**Task brief:**
Print word for word the lines of the records below, starting with the line that contains "Note: pick out the black bird" and going on through the line that contains "column 921, row 600". Include both of those lines and nothing else.

**Records:**
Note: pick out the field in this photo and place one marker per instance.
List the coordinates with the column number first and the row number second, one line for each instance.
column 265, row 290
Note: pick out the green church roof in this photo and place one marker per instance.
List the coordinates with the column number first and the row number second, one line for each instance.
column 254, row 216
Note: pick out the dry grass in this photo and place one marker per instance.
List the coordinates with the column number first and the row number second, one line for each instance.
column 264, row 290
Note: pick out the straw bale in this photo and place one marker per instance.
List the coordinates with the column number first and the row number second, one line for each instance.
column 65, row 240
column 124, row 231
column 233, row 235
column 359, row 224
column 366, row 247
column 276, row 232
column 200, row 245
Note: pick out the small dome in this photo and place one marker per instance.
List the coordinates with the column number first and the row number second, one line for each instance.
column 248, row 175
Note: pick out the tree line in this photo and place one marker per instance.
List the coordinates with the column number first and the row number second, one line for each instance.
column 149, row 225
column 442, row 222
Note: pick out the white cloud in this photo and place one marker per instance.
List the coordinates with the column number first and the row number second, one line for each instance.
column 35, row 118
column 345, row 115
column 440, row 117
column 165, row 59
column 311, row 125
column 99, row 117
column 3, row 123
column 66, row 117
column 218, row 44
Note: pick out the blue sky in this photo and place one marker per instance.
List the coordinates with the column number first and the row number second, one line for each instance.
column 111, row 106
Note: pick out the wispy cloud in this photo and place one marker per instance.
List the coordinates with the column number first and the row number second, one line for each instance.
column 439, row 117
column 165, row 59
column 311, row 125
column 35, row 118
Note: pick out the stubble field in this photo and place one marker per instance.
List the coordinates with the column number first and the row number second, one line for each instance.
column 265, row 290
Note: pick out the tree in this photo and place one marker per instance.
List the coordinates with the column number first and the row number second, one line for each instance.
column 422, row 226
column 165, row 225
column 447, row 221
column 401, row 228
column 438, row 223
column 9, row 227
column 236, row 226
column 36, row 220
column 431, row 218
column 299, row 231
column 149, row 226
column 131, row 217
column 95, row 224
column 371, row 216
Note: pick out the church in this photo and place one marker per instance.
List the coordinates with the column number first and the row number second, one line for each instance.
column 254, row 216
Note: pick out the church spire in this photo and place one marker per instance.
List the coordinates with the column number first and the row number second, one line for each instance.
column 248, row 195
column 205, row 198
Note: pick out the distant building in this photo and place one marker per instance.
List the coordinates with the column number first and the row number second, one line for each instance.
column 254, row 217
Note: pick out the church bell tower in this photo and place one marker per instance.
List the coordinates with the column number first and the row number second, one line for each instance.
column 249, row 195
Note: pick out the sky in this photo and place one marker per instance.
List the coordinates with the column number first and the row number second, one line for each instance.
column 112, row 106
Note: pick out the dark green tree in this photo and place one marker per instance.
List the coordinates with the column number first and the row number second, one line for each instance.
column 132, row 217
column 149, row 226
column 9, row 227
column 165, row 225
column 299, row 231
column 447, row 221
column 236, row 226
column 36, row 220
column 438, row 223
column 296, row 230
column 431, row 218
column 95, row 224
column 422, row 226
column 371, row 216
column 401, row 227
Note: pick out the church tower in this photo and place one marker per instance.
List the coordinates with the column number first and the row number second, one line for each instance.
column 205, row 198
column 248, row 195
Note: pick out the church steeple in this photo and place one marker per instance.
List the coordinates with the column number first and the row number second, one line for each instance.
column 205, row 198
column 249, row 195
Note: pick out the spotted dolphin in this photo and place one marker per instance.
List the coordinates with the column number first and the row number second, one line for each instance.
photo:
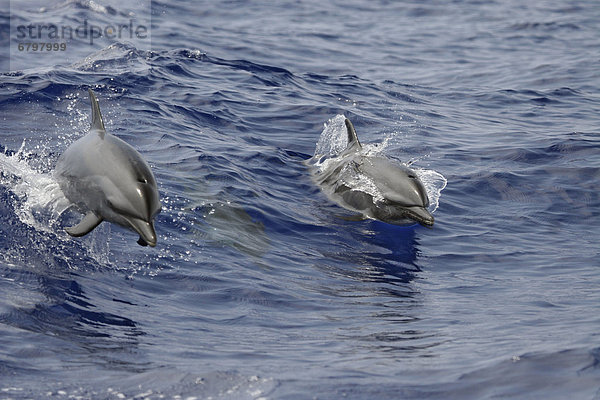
column 108, row 180
column 374, row 186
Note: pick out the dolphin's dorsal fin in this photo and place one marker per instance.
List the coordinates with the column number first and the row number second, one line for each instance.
column 352, row 138
column 97, row 122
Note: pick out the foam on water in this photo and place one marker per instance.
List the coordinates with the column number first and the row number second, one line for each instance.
column 41, row 200
column 330, row 148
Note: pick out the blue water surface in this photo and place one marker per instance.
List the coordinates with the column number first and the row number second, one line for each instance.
column 259, row 287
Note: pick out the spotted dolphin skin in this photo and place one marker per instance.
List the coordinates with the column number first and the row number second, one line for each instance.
column 394, row 193
column 108, row 180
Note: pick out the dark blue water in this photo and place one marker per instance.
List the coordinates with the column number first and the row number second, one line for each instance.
column 257, row 288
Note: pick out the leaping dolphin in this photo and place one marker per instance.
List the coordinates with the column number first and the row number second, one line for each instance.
column 374, row 186
column 108, row 180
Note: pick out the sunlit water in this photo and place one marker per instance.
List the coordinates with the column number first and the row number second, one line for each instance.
column 257, row 288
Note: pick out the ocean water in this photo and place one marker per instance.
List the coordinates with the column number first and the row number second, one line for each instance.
column 259, row 287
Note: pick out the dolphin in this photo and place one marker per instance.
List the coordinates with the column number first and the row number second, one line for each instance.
column 373, row 185
column 108, row 180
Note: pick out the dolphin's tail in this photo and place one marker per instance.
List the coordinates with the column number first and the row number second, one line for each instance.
column 97, row 122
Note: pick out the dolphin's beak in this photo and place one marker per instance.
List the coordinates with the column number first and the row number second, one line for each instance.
column 145, row 230
column 421, row 215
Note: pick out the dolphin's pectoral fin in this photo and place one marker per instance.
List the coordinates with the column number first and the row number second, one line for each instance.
column 87, row 224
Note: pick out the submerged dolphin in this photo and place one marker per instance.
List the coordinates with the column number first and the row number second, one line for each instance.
column 374, row 186
column 108, row 180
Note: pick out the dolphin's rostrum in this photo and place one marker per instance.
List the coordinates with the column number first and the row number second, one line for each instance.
column 108, row 180
column 373, row 185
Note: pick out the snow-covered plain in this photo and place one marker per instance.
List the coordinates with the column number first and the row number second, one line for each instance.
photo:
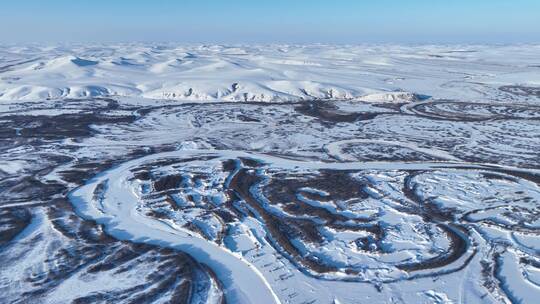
column 262, row 73
column 270, row 174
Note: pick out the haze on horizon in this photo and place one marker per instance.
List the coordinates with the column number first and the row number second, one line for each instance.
column 277, row 21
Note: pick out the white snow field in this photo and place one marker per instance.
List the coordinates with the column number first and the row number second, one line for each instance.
column 145, row 173
column 262, row 73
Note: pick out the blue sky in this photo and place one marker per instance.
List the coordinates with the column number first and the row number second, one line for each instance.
column 262, row 21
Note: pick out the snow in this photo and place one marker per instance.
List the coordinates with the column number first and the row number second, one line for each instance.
column 268, row 73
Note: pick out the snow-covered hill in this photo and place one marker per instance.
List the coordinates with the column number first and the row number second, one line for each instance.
column 268, row 73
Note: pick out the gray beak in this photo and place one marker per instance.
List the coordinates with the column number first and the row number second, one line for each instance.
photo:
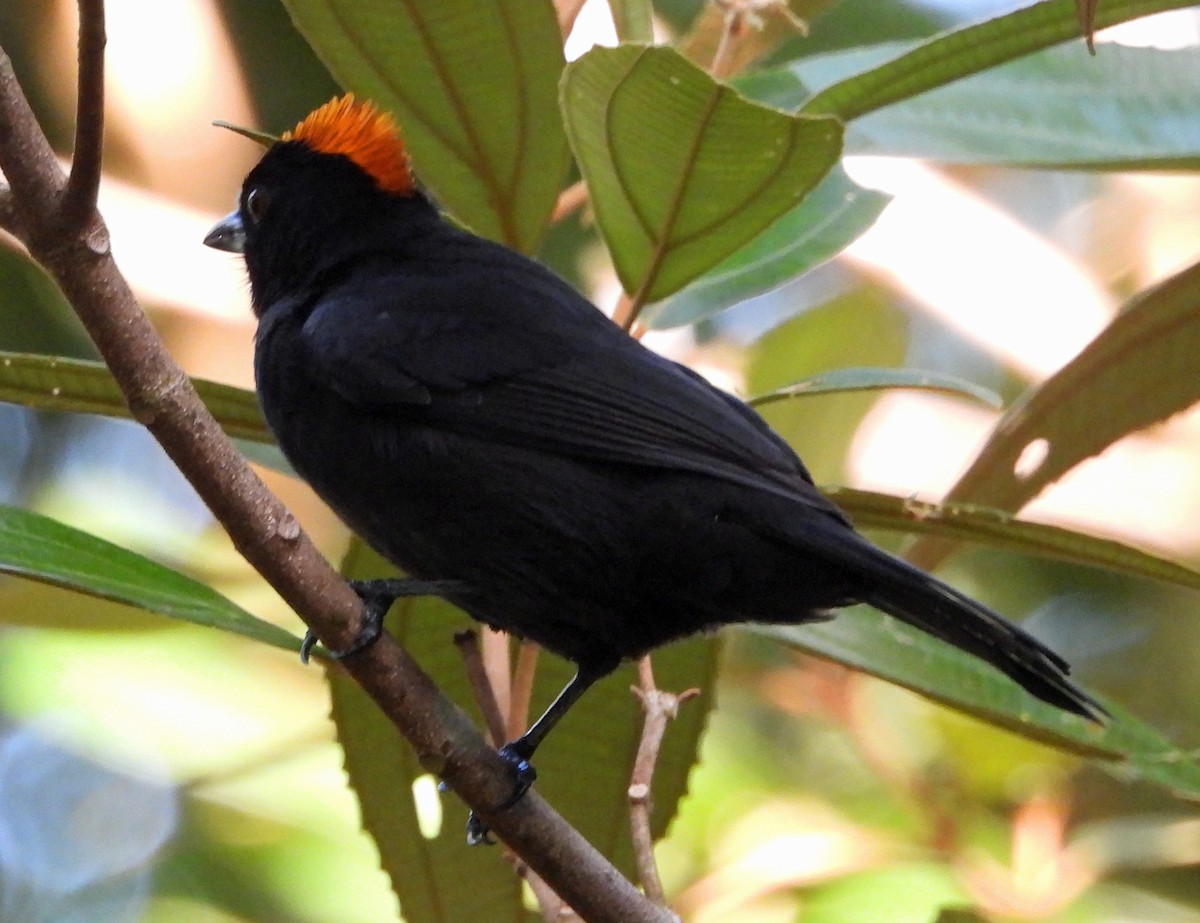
column 227, row 234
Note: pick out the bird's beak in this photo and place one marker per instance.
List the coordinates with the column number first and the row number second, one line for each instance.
column 227, row 234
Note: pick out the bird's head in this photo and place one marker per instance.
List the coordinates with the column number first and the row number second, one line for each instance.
column 322, row 191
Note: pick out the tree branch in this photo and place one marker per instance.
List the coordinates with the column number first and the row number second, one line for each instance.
column 659, row 707
column 265, row 533
column 83, row 186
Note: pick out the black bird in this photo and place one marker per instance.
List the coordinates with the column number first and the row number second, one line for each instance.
column 489, row 431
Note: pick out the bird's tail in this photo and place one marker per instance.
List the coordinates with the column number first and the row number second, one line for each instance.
column 921, row 600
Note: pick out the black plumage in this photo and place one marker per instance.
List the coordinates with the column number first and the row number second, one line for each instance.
column 479, row 421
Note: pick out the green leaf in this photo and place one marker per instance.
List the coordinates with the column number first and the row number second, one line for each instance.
column 1140, row 370
column 79, row 385
column 40, row 549
column 1001, row 529
column 828, row 220
column 583, row 768
column 879, row 645
column 879, row 379
column 474, row 87
column 683, row 171
column 970, row 51
column 1139, row 112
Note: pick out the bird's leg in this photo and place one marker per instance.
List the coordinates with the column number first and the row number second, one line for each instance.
column 519, row 753
column 377, row 597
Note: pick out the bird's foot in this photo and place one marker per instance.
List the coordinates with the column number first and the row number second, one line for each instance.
column 523, row 778
column 377, row 597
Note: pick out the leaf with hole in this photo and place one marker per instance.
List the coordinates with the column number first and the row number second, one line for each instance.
column 1139, row 371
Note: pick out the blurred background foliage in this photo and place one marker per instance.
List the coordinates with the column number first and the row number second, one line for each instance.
column 821, row 795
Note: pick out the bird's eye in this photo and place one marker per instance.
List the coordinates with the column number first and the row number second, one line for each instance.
column 258, row 199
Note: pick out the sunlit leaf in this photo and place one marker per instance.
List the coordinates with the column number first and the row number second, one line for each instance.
column 1140, row 370
column 880, row 379
column 1026, row 112
column 1000, row 529
column 970, row 51
column 828, row 220
column 682, row 169
column 474, row 84
column 582, row 769
column 40, row 549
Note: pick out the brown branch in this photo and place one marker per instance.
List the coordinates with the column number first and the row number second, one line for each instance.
column 83, row 186
column 10, row 217
column 270, row 539
column 660, row 707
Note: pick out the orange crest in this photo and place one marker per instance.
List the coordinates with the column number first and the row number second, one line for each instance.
column 359, row 131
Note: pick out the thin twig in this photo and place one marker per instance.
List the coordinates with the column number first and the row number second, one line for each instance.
column 480, row 685
column 522, row 688
column 10, row 217
column 721, row 65
column 83, row 186
column 267, row 534
column 497, row 649
column 570, row 201
column 660, row 707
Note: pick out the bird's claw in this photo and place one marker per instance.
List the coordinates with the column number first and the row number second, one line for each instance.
column 377, row 597
column 523, row 775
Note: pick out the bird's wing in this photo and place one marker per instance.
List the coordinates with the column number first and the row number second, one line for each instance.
column 544, row 370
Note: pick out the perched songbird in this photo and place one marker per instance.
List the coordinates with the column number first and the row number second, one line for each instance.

**Finished answer:**
Note: pick out the black bird in this photo and place one marker per instance.
List the coordinates with the column number first and the row number second, one line for each instance.
column 489, row 431
Note: pick out the bird's tail in this photo and place one marker per instance.
List the coordinates with the column number first and the row number second, one line for each instance.
column 921, row 600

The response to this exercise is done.